- **THE EXERCISE**:
Write out exactly the lines running from the one that contains "Indicate the man's hand" through the end of the material.

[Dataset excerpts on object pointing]

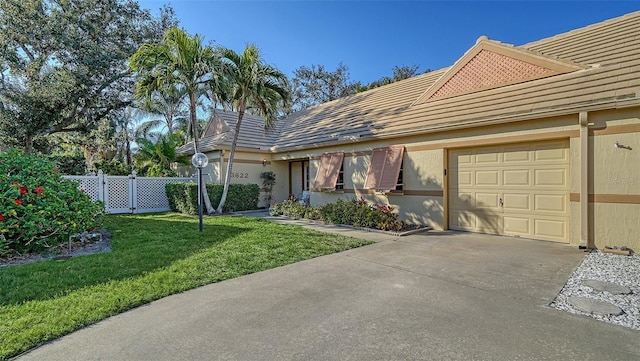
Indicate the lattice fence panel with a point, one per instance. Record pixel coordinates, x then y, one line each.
151 195
118 198
89 184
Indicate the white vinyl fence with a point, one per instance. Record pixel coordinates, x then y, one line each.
128 194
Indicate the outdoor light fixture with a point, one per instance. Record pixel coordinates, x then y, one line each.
200 160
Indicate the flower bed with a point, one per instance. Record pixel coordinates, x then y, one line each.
356 212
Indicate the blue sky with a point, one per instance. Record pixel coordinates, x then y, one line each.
370 37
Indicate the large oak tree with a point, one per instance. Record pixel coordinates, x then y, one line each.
64 64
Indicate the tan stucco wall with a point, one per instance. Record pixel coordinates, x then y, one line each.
614 180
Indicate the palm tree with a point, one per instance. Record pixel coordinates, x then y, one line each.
168 103
179 59
155 158
253 85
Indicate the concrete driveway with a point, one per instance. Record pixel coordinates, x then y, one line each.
434 296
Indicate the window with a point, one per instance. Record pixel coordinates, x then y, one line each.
340 182
400 183
385 169
306 175
329 171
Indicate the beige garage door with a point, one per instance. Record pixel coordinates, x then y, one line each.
519 190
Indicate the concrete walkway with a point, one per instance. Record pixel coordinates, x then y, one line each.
431 296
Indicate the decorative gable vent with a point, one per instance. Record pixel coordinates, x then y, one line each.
491 64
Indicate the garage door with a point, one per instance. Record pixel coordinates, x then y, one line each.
519 190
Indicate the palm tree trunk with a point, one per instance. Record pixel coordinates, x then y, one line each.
196 149
232 153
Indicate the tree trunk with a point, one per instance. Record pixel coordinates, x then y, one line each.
196 148
28 144
232 153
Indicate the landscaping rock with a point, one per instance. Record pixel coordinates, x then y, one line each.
610 287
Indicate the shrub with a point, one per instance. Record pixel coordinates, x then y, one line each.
183 197
290 208
70 164
355 212
38 208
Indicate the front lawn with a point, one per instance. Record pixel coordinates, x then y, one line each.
153 256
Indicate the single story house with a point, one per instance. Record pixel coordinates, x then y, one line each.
540 141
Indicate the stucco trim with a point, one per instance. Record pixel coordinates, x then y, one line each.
608 198
494 141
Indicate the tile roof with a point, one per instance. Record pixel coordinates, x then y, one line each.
219 133
607 75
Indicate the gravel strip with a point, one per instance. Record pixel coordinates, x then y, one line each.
621 270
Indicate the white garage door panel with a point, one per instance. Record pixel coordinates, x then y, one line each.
520 189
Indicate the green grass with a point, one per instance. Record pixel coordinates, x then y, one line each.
152 256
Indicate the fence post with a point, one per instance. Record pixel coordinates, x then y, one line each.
133 192
101 193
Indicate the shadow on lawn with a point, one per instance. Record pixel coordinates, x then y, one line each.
140 244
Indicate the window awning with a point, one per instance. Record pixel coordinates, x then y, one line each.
384 168
329 169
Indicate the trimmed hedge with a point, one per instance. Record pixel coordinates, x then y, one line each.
183 197
354 212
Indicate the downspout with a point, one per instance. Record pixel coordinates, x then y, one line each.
584 181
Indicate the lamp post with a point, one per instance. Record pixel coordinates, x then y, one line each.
200 160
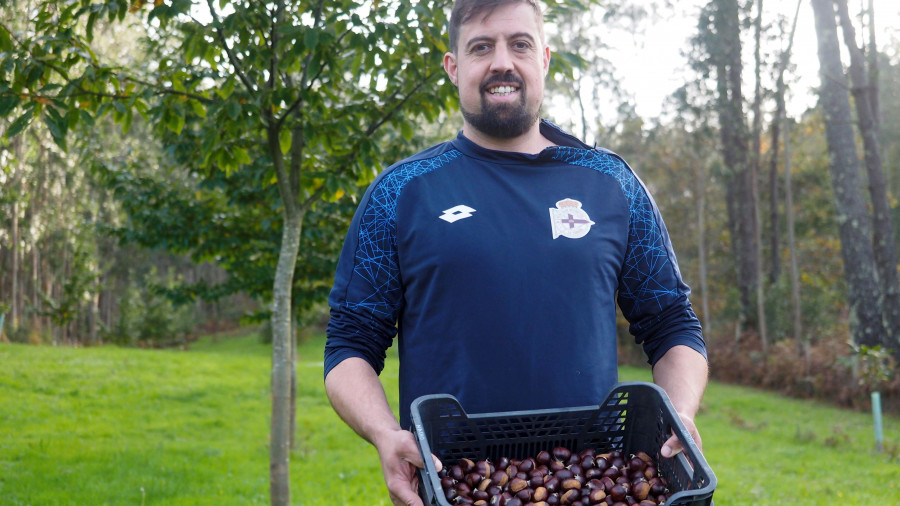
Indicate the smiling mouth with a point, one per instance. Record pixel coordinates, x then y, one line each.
502 90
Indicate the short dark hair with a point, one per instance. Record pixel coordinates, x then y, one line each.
465 10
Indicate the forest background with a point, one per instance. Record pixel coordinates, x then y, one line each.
172 168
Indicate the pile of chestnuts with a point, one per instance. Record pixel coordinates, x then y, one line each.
558 476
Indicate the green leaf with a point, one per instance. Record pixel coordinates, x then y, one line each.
241 156
198 108
233 109
20 123
406 130
311 39
284 139
8 103
174 121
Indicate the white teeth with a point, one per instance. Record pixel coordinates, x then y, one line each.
502 90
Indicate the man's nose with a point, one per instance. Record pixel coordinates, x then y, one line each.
502 61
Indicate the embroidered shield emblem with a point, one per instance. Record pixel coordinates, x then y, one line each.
568 219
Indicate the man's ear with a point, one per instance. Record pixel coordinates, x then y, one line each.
546 60
450 67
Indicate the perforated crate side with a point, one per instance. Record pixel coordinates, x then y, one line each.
634 417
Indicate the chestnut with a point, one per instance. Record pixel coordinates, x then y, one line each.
592 472
570 496
618 492
473 479
525 494
564 474
543 457
640 490
517 484
561 453
587 461
500 478
608 483
570 484
612 472
483 468
596 496
527 465
552 484
636 464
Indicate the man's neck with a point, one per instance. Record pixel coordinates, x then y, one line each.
531 142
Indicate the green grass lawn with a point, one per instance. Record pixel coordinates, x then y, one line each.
94 426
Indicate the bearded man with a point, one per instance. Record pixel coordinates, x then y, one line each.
497 259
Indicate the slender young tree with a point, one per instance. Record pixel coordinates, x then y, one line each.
854 222
719 42
884 244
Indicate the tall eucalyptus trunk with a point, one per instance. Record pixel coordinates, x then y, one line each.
884 245
754 181
725 49
852 215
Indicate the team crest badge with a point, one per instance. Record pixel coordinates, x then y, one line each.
568 219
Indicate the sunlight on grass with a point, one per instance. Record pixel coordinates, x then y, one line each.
127 426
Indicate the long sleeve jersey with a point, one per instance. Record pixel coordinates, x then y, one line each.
499 273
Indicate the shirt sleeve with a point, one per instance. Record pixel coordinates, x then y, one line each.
366 295
652 295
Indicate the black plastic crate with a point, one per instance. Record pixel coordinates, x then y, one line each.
636 416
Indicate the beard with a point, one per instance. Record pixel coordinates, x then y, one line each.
505 120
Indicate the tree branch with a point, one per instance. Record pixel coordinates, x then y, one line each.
238 70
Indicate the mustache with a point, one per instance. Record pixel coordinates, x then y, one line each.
506 78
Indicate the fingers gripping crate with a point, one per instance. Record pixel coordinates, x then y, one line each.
636 416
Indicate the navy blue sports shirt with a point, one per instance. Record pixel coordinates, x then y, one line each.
499 273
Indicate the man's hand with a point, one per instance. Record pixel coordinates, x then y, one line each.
673 445
682 373
400 457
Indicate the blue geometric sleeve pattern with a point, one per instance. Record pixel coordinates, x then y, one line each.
376 261
646 281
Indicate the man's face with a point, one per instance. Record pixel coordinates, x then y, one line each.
499 67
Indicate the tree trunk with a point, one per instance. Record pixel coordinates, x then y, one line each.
14 298
733 131
293 403
853 220
701 247
873 70
754 180
279 459
884 247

- **RESULT**:
Indicate the man's hand with a point, one per instance. Record pixel coordinates, x then y, one line each.
673 445
682 373
400 457
Indicate the blue geometric sleeve pattern with a point, one per instance. Record pixel coordinates, x then y, one line each.
376 261
646 281
Indicate the man's face with a point, one per instance. Record pixel coordinates, x then y, one line each.
499 67
Indicate the tree trunk with a point, one per instance. Record pixel coordinates, x then y, one line each.
14 298
733 131
293 403
853 220
701 247
873 70
754 180
279 459
884 247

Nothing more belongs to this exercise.